** WHAT TO DO **
**1.** Quote the Google+ rankings passage below word for word, between "Some time ago, if" and "duplicating G+ accounts.", inclusive.
**2.** Using the Google+ rankings passage below, decide whether each statement agrees with it. Answer yes or no for each, and quote the words that decide it.
(a) A search for the exact brand name National Geographic on Google shows its Google+ page among the results.
(b) Google includes a link to a business's G+ account in the local pack.
(c) The Google plus icon appears in the business information box on the right side of Google search.
**3.** Answer these questions from the Google+ rankings passage below.
(a) Which other social accounts appear in the results for National Geographic?
(b) On which Google domain was the same procedure replicated for other brands?
(c) What option does the passage name for avoiding duplicate G+ accounts?

** SUPPLIED TEXT **
--- Begin ---

7. Lots of Google+ Posts and Followers Will Improve My Rankings
We all heard this rumor once and started following it, foolishly: if you publish lots of Google posts and you have a large number of followers, it will definitely improve your local rankings. Don’t get yourself fooled. We only trust the results. So, that being said, let me tell what I’ve discovered over the years.
In our day to day business we’ve searched for lots of things. For the sake of our experiment, we searched on Google for a bunch of famous brands with and without the location next to it and we didn’t even find the Google plus account in the results.
Let’a take National Geographic, for example. The Google+ page has 15.840 followers. That’s a lot, right? Well, if we search for the exact brand name on Google, we won’t find the page amongst the results. Which is weird, because all the other social accounts are there (Youtube, Facebook, Twitter).
The interesting part though is the fact that the Google plus icon is on the Google search right side business information box.
We’ve replicated the same procedure on google.com for lots of other brands, such as Coca-Cola, Mcdonals (New York), Mercedes Benz (Kansas City) and also cognitiveSEO, of course. For some of them, we didn’t even see the icon on the right snippet box, as represented in the picture above.
Some time ago, if you performed a search for a brand name, the Google + account appeared in organic results and even on local results. That has changed in the meantime and, on top of that, Google doesn’t include a link to your G+ in the local pack. For the moment, you have the option to merge GoogleMyBusiness with your account to avoid duplicating G+ accounts.

--- End ---

** DATA SHOWN **
--- Begin ---

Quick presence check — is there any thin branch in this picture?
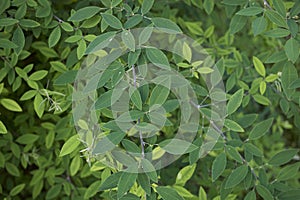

--- End ---

** SOLUTIONS BELOW **
**1.**
Some time ago, if you performed a search for a brand name, the Google + account appeared in organic results and even on local results. That has changed in the meantime and, on top of that, Google doesn’t include a link to your G+ in the local pack. For the moment, you have the option to merge GoogleMyBusiness with your account to avoid duplicating G+ accounts.

**2.**
(a) No: "if we search for the exact brand name on Google, we won’t find the page amongst the results."
(b) No: "Google doesn’t include a link to your G+ in the local pack."
(c) Yes: "the Google plus icon is on the Google search right side business information box."

**3.**
(a) Youtube, Facebook and Twitter.
(b) google.com.
(c) Merging GoogleMyBusiness with your account.